* _WHAT NEEDS TO BE DONE_
Copy every record below exactly.

☆ ☆ ☆ ☆ ☆

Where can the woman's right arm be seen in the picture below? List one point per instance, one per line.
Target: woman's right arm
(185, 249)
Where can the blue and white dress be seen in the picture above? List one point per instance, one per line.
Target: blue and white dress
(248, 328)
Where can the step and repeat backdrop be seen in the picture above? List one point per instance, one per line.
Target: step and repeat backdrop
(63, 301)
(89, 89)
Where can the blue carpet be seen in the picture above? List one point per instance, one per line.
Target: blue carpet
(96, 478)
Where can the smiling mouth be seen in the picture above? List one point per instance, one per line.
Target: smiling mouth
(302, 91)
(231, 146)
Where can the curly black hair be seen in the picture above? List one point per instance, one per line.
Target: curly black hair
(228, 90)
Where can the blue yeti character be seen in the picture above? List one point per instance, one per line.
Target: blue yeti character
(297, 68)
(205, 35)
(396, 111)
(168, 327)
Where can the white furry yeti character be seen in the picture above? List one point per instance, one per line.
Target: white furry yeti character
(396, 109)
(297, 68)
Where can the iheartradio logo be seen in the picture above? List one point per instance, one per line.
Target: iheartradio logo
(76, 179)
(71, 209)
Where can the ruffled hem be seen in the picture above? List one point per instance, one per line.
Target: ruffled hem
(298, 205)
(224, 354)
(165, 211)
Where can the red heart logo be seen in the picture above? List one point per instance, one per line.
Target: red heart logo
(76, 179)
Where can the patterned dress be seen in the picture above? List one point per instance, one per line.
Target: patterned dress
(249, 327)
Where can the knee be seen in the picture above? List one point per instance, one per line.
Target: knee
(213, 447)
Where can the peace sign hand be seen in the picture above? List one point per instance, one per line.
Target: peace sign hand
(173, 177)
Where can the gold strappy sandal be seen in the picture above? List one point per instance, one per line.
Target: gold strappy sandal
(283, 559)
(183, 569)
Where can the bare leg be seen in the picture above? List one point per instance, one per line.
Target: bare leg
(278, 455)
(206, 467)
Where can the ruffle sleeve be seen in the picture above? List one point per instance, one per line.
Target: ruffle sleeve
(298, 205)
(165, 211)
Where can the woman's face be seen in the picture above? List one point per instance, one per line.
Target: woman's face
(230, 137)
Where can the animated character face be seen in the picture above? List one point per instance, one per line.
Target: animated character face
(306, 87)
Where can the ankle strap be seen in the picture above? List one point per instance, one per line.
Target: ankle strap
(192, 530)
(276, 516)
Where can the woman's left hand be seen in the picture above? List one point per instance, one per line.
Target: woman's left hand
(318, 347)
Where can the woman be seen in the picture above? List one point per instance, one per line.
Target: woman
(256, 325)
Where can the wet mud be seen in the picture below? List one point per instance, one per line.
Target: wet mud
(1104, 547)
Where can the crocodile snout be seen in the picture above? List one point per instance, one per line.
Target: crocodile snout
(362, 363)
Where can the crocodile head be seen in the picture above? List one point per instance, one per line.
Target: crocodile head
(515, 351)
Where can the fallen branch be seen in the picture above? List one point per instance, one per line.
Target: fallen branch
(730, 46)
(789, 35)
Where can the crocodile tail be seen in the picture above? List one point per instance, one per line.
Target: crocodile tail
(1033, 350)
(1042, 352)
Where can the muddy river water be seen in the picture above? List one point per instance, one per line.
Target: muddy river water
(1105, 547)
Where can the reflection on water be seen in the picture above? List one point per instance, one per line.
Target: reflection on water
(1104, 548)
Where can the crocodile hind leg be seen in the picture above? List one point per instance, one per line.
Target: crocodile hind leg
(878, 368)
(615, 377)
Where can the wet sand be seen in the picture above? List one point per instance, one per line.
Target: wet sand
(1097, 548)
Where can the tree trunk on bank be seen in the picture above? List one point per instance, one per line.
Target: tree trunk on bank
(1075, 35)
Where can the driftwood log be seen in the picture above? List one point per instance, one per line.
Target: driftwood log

☆ ☆ ☆ ☆ ☆

* _SOLUTION_
Where can the woman's right arm be seen in the picture below? List one point per instance, one per line.
Target: woman's right arm
(185, 249)
Where can the blue and white dress be seen in the picture above? List one point per instance, one per line.
Target: blue and white dress
(248, 328)
Where can the step and repeat backdrop be seen in the picture above? List one point per instance, one per line.
Target: step and repeat backdrop
(63, 301)
(89, 89)
Where can the blue carpet be seen in the picture above? List one point per instance, one per line.
Target: blue carpet
(96, 478)
Where can the smiling mouth be seen in the picture above? List one point per instance, one per line.
Target: smiling mouth
(302, 91)
(231, 146)
Where can the curly black hair be seen in the picture above? List one point per instance, one per line.
Target: curly black hair
(228, 90)
Where can the blue yeti character be seen in the picture above? List one point per instance, one per line.
Target: blue yeti character
(297, 68)
(205, 35)
(396, 111)
(168, 327)
Where can the white furry yeti character be seen in the picture above? List one point per instance, one per line.
Target: white furry yeti character
(396, 109)
(297, 68)
Where can the iheartradio logo be seen in the picture above? List one point per instance, one per line.
Target: iheartradio logo
(76, 179)
(71, 209)
Where can the ruffled hem be seen in the picture above? List one point per instance, one per line.
Target: ruffled hem
(298, 205)
(224, 354)
(165, 211)
Where can the red heart logo be seen in the picture above? List one point per instance, one per line.
Target: red heart logo
(76, 179)
Where can the patterned dress be seen in the picture above? List one point per instance, one per line.
Target: patterned dress
(249, 327)
Where can the knee be seen in the picture above? List one point per instance, one per line.
Target: knee
(213, 447)
Where can the peace sign hand be seen in the picture above? List one point per instance, one per line.
Target: peace sign hand
(173, 177)
Where can the gold strappy sandal be seen in the picture above? List one point per instance, one per line.
Target: gold strappy sandal
(283, 559)
(183, 569)
Where can the bare leg be seen in the picture above? List one point per instance, one per line.
Target: bare leg
(278, 455)
(206, 467)
Where can the ruffle sleeve be seen in the picture above? List one point per instance, one per line.
Target: ruffle sleeve
(298, 205)
(165, 211)
Where can the woman's face be seen in the picture above? List one point per instance, one per line.
Target: woman's face
(230, 137)
Where can the animated character face be seen in the picture above? List one point per instance, one per line.
Target: animated character face
(306, 87)
Where can the ankle strap be seen in the picture above? List one point per instance, one per line.
Target: ankle strap
(192, 530)
(276, 516)
Where can the woman's left hand be seen in the picture above? List one point per instance, one per line.
Target: woman's left hand
(318, 347)
Where can the woman be seen in the picture above? List one point per instance, one per line.
Target: woman
(256, 325)
Where can the wet mud be seen in the picture below? List one point per instance, one per line.
Target: wet mud
(1104, 547)
Where can the crocodile snout be seen in the picture above? List one point per instance, one per line.
Target: crocodile snout
(362, 363)
Where can the crocodile head be seen in the picture above? List one point per instance, one per line.
Target: crocodile head
(515, 351)
Where can the fallen branch be seen in the picture above? List one point per instance, one per line.
Target: fallen branch
(730, 46)
(789, 35)
Where can the crocodile tail be seen in the picture above? List one point per instance, one per line.
Target: crocodile tail
(1033, 350)
(1042, 352)
Where can the muddy river water be seen in the picture above? List one point per instance, one per line.
Target: muddy river water
(1105, 547)
Where can the reflection on water be seen in the picture above? List one point per instance, one per line.
Target: reflection on water
(1104, 548)
Where can the crocodile hind leg be seen in the picture above? List one point per instance, one per line.
Target: crocodile hind leg
(878, 368)
(615, 377)
Where can the wet sand be seen in the picture above? List one point per instance, one per line.
Target: wet sand
(1097, 548)
Where can the tree trunk on bank be seen in the picture above? List one point per instance, one per line.
Target: tree trunk on bank
(1075, 35)
Where can the driftwood log be seen in the picture above? List one point per instance, one per line.
Target: driftwood log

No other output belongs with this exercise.